Work instructions>
Extract the stretch of the nursing home guide from "Step 2: Compare the quality of the places you are considering." through "daily living activities.", word for word.

Selected passage>
And Questions to Ask
Last Revised: 12/07/2022
The 4 Steps
Step 1: Learn about nursing homes options in your area.
Step 2: Compare the quality of the places you are considering.
Step 3: Visit the places you are considering.
Step 4: Choose.
Nursing homes, also called skilled care facilities, typically provide nursing care, 24-hour supervision, meals, assistance with daily activities, and rehabilitation services. It’s common for people to stay in a nursing home for a short time after being discharged from a hospital. Many people stay in a nursing home permanently, so they have access to continuous support for ongoing physical or mental conditions.
Skilled nursing care often includes 24-7 supervision, medical attention, meals, and help with daily living activities.
Medicare, through Part A (Hospital Insurance), can cover care in a certified skilled nursing facility if the care is medically necessary. Medicare may also cover short-term nursing stays following hospitalization, and some home- and community-based long-term care. Medicare Part A does not cover general assistance and support services or long-term care in a nursing home. Medicaid may cover long-term nursing home stays, and home- and community-based services.
Top Resource: Medicare offers a “Guide to Choosing a Nursing Home” and a nursing home checklist to help people choose a facility, including a Spanish version to help people who are not fluent in English.
Step 1: Learn About Nursing Homes in Your Area
There more than 15,000 Medicare and Medicaid-certified nursing homes in the U.S. Each state health department maintains facility files, survey results, and reports of complaints. Another often overlooked way to find a local nursing home is by asking neighbors and friends. Local community and senior centers are also a good source of information. You might even ask the person’s doctor if there is a specific nursing home where they provide care.
Cost: the national average cost of nursing home care in 2021 was $7,908 to $9,034 monthly for a semi-private to private room according to the Genworth Cost of Care Survey.
Step 2: Compare the Quality of the Places You Are Considering
Use the Nursing Home Compare tool by Medicare to review the surveys for each facility you are considering.
Secret Tip: Call the Long-Term Care Ombudsman in your State for information about specific facilities.
Step 3: Visit the Places You Are Considering
Taking a Tour
During Covid, many nursing homes severely restricted on-site tours, replacing them with virtual or video tours. If at all possible go to the facility. You learn much more about how patients are treated when you can see, smell, and hear what’s going on than via a video tour.
Make plans to meet with the Director and Nursing Director and walk through as much of the nursing home or community as possible. Look for how well the facility is maintained, if people are engaging with each other and activities and look well groomed, are there any bad smells, are the colors and decorations pleasing, is the furniture well-maintained?
Questions to Ask and the Answers You Should Hear
Q1. How long has the Director of Nursing been working at the facility.
A1. At least 3 years. Preferably 5 to 10 years.
Q2. What is the turnover rate for Nurses’ Aides during the last two years?
A2. If the turnover of Nurses’ Aides is every 3 to 6 months or more than two per year the continuity of care is at risk.

Material provided>
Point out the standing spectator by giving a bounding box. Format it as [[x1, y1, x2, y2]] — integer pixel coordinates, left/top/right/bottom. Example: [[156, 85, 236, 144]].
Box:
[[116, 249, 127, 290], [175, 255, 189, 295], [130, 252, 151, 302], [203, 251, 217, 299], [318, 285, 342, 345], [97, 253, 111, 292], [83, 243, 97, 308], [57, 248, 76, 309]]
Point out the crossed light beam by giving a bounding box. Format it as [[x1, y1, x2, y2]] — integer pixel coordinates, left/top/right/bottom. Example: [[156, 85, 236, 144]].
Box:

Your solution>
Step 2: Compare the quality of the places you are considering.
Step 3: Visit the places you are considering.
Step 4: Choose.
Nursing homes, also called skilled care facilities, typically provide nursing care, 24-hour supervision, meals, assistance with daily activities, and rehabilitation services. It’s common for people to stay in a nursing home for a short time after being discharged from a hospital. Many people stay in a nursing home permanently, so they have access to continuous support for ongoing physical or mental conditions.
Skilled nursing care often includes 24-7 supervision, medical attention, meals, and help with daily living activities.